- _Verilen Metin_:
>>

Gazi Mustafa Kemal Atatürk’ün bugün ölüm yıldönümü..
Saygıyla, sevgiyle, şükranla, minnetle, rahmetle anıyoruz..
Tarihsel süreç içerisinde Atatürk’ü, ‘Atatürkçülük’ adı altında sömürenler oldu..
Bunu kendi politik varlıkları için kullananlar, güç devşirerek nüfuz sağlayanlar.. Tekeline alıp herkesi dışlayan ve Atatürk sevgisini putlaştıranlar, o ürettikleri puta tapmayanı düşman ilan edenler oldu..
24 saat kesintisiz, durmadan ‘kamplaştırıyorsunuz, bölüyorsunuz, ayrıştırıyorsunuz’ diyerek kamplaştırdılar, böldüler, ayrıştırdılar insanları..
Gazi Mustafa Kemal Atatürk’ün, aziz hatırasını her fırsatta sömürdüler..
“B*kunda boğul Türkiye’ diyerek Aziz Atatürk’ün en önemli mirasına küfreden bir müptezel, bir şarlatan, göğsünde Atatürk baskılı tişörtle çıktı kameralar karşısına... Patronu tarafından ticari nedenlerle işten çıkarılan sunucu Anıtkabir önünde poz vererek yaptı protestosunu.. Kim, neye itiraz ederse, sanki Atatürk’e itiraz ediyormuş gibi sundu bir kesim 90 yıldır.. Öyle bir iklim kuruldu ki, bir şeyleri eleştirmek, sanki Atatürk’ün dokunulmazlığını sarsmak gibi algılandı.. Ve bunu kim yaptı biliyor musunuz?.. Vefat ettiği anda paralardan resmini söküp atanlar, bulvarların, stadyumların parkların ismini değiştirenler, Atatürk büstünü kaldırıp kendi büstleriyle memleketi donatanlar yaptı bunu.. Hatıraysa mesele, en başta kendileri sahip çıkmadı hatırasına Atatürk’ün.. Sadece laf ettiler bol bol.. Hatta öyle zamanlar oldu ki, ‘laf’ bile edemediler.. Hatırlayın.. Erdoğan “Misak-ı Milli” dedi.. Yıktı ortalığı.. Atatürk’ün mirasına sahip çıkıyoruz diyenler, tek kelime edebildiler mi?.. Niye? Çünkü emperyalizme karşı ulusal kurtuluş mücadelesi vermiş Gazi Mustafa Kemal Atatürk’ün partisi, emperyalistlerin taşeronu haline geldi de ondan.. Erdoğan ABD’ye, Avrupa’ya meydan okurken, küresel emperyalizmin ağa babalarına ‘one minute’ çekerken, Atatürk’ün partisi Erdoğan’a ateş püskürüyordu..

<<

- _İstenenler_:
• A. Verilen metinde "Bunu kendi politik" ile başlayıp "her fırsatta sömürdüler.." ile biten bölümü, "insanları" yerine "halkı" koyarak yeniden yazın.
• B. Verilen metne göre sunucu hangi nedenle işten çıkarılmıştır?
• C. Verilen metinde "Bunu kendi politik varlıkları için" sözleriyle başlayan paragrafı, ana bilgilerini koruyarak madde listesi hâlinde yazın.

Kayıtlı veri girdileri:

>>

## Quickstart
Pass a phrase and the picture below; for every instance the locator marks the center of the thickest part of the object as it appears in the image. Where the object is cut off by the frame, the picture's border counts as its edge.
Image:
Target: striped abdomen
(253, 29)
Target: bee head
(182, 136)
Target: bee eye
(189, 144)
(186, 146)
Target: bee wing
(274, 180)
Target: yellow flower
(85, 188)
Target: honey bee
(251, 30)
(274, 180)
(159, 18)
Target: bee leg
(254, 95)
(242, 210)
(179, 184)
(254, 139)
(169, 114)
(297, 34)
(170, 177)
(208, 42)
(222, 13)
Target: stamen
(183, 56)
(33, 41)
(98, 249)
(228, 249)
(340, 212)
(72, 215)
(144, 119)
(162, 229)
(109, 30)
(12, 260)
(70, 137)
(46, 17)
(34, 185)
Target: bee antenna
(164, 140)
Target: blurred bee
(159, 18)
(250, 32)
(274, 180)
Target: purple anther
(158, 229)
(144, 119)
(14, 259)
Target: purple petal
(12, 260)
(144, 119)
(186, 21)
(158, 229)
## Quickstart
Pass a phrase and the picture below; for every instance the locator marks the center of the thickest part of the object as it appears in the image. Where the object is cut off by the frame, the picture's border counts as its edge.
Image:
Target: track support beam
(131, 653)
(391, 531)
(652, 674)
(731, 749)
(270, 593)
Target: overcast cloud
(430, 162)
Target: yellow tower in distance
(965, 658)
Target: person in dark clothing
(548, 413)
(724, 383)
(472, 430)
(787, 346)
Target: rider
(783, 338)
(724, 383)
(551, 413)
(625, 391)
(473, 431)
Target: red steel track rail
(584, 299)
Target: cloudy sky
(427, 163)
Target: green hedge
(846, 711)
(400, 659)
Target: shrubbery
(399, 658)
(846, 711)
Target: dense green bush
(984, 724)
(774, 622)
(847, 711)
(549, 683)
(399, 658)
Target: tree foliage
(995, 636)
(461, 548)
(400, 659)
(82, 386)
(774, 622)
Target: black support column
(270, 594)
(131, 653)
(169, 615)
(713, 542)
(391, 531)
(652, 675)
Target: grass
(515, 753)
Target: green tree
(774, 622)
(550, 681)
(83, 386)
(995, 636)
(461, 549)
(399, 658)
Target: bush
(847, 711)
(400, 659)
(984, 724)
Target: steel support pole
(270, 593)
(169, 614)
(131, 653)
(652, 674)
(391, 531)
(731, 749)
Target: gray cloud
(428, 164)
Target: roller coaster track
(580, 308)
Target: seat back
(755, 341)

<<

- _Ayrıntılı Çözümler_:
• A.
Bunu kendi politik varlıkları için kullananlar, güç devşirerek nüfuz sağlayanlar.. Tekeline alıp herkesi dışlayan ve Atatürk sevgisini putlaştıranlar, o ürettikleri puta tapmayanı düşman ilan edenler oldu..
24 saat kesintisiz, durmadan ‘kamplaştırıyorsunuz, bölüyorsunuz, ayrıştırıyorsunuz’ diyerek kamplaştırdılar, böldüler, ayrıştırdılar halkı..
Gazi Mustafa Kemal Atatürk’ün, aziz hatırasını her fırsatta sömürdüler..

• B. Patronu tarafından ticari nedenlerle.

• C.
- Bunu kendi politik varlıkları için kullananlar oldu.
- Güç devşirerek nüfuz sağlayanlar oldu.
- Tekeline alıp herkesi dışlayanlar oldu.
- Atatürk sevgisini putlaştırıp bu puta tapmayanı düşman ilan edenler oldu.